Directions for this task =>
Copy the records below exactly. Include all of them.

Excerpts from a dataset:
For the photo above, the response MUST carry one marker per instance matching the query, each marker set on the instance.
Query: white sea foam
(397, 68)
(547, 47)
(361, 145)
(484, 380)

Exercise result =>
For the photo above, the response MUST carry one marker per instance matching the query, each marker set on the instance.
Query: white sea foam
(397, 68)
(547, 47)
(361, 145)
(484, 380)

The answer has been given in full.